═══ MATERIAL ═══
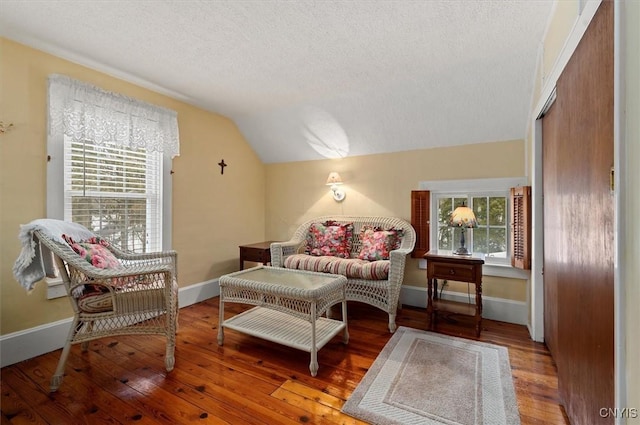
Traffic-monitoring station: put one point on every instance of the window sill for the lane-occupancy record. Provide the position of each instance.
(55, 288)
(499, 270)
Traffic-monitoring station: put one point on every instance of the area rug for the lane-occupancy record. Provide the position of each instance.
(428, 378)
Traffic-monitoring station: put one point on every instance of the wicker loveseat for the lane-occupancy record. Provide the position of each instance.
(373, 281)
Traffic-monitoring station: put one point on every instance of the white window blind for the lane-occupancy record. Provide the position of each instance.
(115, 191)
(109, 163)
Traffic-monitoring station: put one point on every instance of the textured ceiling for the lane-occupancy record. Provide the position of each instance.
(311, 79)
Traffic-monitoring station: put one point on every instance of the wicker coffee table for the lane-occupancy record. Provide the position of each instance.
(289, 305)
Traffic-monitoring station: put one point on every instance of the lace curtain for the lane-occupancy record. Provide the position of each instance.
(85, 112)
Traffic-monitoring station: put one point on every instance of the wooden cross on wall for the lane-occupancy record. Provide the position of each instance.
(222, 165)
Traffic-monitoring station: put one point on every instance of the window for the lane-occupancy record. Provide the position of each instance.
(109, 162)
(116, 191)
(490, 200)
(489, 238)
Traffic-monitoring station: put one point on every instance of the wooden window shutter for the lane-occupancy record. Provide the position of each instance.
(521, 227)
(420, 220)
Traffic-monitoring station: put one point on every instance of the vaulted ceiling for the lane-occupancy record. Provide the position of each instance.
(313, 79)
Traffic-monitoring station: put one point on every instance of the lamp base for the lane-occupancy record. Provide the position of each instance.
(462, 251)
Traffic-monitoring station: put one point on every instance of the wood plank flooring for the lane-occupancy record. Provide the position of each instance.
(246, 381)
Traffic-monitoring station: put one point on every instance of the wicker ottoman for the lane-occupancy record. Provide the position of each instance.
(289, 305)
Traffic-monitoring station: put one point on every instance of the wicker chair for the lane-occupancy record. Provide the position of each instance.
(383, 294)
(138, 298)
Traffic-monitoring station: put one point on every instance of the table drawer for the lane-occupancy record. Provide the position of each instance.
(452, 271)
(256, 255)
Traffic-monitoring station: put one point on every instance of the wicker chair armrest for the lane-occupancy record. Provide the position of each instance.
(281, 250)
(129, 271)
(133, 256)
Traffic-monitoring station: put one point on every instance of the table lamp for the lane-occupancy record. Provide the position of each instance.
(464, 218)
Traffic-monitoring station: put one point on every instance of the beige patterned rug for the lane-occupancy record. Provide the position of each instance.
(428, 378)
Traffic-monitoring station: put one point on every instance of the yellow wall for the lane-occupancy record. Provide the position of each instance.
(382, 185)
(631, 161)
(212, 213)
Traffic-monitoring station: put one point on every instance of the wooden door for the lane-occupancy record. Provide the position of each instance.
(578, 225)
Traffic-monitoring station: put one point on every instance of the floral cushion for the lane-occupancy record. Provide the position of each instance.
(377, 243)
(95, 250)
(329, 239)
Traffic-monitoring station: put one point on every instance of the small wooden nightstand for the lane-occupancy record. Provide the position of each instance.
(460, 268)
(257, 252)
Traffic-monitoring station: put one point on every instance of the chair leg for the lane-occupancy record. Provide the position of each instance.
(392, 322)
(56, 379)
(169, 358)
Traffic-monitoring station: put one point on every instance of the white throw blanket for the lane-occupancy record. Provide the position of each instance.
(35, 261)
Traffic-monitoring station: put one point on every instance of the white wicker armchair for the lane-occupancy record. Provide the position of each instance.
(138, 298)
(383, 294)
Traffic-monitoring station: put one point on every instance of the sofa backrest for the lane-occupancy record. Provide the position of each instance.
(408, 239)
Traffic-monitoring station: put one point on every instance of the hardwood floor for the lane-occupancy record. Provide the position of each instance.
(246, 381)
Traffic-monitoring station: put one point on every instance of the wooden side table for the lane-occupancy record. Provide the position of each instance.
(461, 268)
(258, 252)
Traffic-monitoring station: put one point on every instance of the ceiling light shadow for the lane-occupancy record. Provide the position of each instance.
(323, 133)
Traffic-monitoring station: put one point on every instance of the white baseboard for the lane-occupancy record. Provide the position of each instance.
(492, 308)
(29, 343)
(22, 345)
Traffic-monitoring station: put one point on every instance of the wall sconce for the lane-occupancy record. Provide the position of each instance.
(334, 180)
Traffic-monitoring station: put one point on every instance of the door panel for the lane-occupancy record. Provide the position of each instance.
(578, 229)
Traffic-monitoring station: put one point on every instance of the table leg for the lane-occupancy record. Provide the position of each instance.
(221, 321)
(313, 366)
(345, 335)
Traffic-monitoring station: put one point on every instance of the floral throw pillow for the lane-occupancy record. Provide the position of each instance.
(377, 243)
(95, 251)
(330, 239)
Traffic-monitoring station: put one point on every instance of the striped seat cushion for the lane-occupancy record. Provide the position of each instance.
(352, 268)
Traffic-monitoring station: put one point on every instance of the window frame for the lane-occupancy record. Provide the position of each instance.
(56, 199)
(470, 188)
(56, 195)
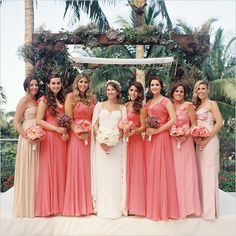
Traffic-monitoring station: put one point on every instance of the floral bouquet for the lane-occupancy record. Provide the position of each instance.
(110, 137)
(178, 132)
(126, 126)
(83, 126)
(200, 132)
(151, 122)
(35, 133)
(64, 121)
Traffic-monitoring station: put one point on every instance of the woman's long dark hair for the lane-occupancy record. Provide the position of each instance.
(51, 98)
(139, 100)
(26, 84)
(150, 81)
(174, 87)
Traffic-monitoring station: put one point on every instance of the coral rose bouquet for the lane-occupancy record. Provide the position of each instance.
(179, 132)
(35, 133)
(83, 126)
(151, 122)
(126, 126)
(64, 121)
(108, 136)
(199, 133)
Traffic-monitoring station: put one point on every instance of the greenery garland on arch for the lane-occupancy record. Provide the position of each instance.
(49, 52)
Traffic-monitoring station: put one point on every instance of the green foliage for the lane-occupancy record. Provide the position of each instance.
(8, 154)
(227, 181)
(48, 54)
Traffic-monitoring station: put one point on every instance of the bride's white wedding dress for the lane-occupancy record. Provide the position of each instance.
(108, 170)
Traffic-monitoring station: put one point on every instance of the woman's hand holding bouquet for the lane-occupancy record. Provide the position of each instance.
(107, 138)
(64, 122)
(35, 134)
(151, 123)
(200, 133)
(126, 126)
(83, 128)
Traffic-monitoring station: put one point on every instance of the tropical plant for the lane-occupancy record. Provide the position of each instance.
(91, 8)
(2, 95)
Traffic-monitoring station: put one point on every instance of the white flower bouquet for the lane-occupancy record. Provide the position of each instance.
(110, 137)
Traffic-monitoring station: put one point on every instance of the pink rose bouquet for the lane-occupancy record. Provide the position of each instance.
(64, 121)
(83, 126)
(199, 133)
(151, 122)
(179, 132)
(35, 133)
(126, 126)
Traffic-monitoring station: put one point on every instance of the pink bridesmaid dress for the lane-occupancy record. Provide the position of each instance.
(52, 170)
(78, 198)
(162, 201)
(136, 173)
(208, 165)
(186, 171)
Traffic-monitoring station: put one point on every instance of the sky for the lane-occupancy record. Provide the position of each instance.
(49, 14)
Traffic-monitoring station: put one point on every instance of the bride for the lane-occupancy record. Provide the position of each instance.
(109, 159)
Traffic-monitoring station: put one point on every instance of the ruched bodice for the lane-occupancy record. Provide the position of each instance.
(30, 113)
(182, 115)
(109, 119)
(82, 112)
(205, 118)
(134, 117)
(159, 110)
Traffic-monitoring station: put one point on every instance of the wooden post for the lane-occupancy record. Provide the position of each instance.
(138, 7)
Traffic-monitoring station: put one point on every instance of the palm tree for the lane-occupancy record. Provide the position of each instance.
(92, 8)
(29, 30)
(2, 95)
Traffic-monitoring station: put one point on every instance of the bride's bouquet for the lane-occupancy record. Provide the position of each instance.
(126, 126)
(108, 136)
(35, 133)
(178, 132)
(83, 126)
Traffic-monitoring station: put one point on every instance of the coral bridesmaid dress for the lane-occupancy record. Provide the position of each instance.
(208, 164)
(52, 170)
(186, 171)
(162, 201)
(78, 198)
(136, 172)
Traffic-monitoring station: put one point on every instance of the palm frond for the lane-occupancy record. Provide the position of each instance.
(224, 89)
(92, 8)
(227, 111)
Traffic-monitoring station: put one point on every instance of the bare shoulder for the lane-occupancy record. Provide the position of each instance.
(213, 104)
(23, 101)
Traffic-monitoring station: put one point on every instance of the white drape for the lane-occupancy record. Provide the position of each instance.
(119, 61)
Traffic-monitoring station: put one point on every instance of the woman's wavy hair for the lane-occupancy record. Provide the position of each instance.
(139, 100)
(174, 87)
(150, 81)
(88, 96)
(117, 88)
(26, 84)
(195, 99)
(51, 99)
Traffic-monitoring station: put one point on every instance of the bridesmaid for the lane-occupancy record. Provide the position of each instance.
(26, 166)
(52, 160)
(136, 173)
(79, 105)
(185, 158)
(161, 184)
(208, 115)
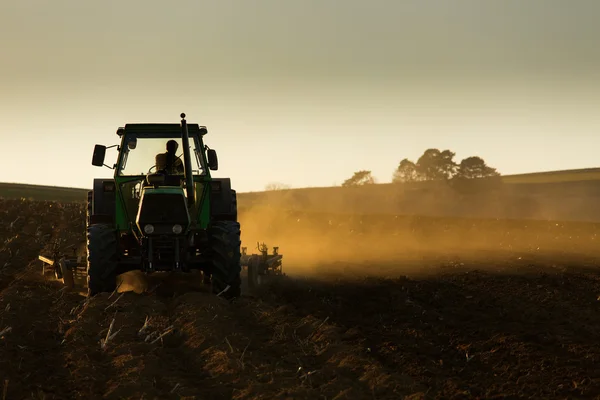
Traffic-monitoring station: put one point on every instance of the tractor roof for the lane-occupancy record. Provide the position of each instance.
═══
BRIEF: Everything from the line containing "the woman's wavy" through the last line of the entries must be repeated verbatim, except pictures.

WRITTEN ANSWER:
Traffic-monitoring station: put one point on every instance of the woman's wavy hair for the lane-occupancy record. Provide the position of each instance.
(139, 100)
(174, 87)
(150, 81)
(88, 96)
(117, 88)
(26, 84)
(195, 99)
(51, 99)
Traffic-monitoring station: put one point on every instance of the bridesmaid for the lane-occupancy record. Provide the position of each instance.
(26, 166)
(52, 160)
(136, 173)
(79, 105)
(185, 158)
(161, 184)
(208, 115)
Traffic-monitoring station: put one point on every instance of the tractor roof for the lane-occupancy record. Provide the position of each instance.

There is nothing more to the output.